>>>>>
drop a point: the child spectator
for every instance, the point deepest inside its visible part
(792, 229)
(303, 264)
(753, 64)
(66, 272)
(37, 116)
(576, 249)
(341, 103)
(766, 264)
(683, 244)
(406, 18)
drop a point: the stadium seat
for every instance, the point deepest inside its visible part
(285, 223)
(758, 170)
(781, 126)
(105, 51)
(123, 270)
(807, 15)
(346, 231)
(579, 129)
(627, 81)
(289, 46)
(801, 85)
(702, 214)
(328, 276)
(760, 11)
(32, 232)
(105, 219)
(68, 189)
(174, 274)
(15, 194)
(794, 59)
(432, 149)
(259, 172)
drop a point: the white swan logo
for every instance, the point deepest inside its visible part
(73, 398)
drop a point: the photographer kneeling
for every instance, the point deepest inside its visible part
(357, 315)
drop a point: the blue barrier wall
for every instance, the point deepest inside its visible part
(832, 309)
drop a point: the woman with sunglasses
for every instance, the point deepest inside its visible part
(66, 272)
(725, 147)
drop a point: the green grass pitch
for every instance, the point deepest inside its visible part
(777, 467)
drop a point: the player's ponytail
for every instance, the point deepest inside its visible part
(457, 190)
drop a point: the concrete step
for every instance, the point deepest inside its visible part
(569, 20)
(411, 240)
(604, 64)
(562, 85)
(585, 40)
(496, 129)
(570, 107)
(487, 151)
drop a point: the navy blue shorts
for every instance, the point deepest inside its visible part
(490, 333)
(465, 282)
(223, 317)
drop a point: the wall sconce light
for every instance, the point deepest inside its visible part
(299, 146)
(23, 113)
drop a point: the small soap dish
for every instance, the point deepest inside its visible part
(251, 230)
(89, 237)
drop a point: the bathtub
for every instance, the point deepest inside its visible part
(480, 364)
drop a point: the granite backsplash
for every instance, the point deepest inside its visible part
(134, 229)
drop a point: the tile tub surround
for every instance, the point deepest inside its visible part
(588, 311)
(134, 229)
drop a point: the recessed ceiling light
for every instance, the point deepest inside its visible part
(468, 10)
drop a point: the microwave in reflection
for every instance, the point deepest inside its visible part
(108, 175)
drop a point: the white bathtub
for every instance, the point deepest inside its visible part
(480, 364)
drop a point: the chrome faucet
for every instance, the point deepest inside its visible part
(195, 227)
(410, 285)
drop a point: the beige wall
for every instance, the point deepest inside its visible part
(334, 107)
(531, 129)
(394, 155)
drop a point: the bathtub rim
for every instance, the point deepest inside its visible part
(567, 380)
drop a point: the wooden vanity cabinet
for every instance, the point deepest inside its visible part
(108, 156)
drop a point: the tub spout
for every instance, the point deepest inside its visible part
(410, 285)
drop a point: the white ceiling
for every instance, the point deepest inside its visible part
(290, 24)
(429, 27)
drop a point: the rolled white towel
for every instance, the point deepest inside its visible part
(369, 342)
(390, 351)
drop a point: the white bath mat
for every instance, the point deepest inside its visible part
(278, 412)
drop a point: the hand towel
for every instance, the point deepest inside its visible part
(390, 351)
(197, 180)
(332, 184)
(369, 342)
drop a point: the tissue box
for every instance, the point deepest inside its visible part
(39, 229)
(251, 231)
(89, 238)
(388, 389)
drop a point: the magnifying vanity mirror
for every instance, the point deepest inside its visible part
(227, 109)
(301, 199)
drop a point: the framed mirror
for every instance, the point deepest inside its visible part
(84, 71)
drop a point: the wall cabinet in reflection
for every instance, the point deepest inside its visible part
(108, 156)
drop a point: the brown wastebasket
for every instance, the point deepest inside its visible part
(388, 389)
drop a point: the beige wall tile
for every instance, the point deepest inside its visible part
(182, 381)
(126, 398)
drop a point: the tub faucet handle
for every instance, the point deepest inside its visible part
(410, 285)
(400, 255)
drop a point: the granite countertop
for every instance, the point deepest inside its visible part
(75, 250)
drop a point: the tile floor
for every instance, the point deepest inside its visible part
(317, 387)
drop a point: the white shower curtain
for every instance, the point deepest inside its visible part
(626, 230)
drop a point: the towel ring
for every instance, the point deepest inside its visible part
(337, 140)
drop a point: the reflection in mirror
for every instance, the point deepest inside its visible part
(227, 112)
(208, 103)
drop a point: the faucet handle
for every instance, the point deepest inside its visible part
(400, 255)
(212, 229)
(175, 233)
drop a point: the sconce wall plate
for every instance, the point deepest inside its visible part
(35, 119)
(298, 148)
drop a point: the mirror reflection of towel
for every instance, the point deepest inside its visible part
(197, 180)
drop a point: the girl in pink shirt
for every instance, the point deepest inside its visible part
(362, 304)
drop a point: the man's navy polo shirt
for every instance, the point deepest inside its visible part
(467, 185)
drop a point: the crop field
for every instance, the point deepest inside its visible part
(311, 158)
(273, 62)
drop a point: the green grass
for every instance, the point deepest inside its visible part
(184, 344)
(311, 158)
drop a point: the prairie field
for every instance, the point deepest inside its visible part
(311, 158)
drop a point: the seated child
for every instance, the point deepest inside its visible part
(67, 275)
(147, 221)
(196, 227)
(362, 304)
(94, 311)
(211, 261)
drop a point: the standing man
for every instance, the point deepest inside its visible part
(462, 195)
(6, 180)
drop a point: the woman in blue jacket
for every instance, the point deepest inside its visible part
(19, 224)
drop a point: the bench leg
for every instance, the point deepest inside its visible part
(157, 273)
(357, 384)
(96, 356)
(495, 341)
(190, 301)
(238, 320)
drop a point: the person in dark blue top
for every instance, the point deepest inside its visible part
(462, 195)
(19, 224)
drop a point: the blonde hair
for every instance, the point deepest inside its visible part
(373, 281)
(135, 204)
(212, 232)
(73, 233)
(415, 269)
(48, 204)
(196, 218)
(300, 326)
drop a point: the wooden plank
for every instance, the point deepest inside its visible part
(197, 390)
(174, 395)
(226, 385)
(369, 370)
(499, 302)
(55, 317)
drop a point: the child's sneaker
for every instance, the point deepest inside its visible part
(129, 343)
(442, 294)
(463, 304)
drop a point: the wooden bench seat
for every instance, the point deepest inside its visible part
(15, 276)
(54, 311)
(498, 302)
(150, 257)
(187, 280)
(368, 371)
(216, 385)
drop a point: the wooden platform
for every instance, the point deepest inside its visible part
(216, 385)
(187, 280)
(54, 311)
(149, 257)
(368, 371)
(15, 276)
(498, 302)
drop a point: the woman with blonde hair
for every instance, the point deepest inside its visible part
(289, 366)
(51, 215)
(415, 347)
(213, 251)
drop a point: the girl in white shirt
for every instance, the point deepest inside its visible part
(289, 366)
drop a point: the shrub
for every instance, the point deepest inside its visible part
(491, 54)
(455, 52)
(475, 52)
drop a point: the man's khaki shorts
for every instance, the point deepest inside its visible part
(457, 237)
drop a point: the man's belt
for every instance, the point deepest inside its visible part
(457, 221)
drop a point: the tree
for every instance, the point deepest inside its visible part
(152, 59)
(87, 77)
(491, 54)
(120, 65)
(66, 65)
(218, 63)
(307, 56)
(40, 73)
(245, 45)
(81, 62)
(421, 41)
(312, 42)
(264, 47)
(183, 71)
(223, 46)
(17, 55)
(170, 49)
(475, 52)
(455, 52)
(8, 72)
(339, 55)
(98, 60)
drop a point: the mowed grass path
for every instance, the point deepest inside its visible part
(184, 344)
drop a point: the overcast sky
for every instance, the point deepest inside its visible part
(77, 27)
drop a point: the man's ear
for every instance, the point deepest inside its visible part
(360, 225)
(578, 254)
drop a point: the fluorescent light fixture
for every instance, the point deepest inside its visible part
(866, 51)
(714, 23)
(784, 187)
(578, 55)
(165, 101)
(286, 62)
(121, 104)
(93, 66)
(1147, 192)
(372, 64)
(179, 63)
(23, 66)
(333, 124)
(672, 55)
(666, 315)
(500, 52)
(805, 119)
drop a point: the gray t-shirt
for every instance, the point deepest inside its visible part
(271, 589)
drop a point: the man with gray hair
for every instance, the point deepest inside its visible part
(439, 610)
<<<<<
> **What you should do**: Go back to the listing above. Copy word for word the lines from the one with "drop a point: the hand towel" through the one with "drop a point: the magnifying vanity mirror", and nothing more.

> **Exercise answer**:
drop a point: the hand towel
for every instance, the point deepest inside its visible part
(390, 351)
(197, 180)
(332, 184)
(369, 342)
drop a point: the tissue box
for every instance, the point deepest inside its visible part
(39, 229)
(251, 231)
(89, 238)
(388, 389)
drop a point: the magnifying vanity mirror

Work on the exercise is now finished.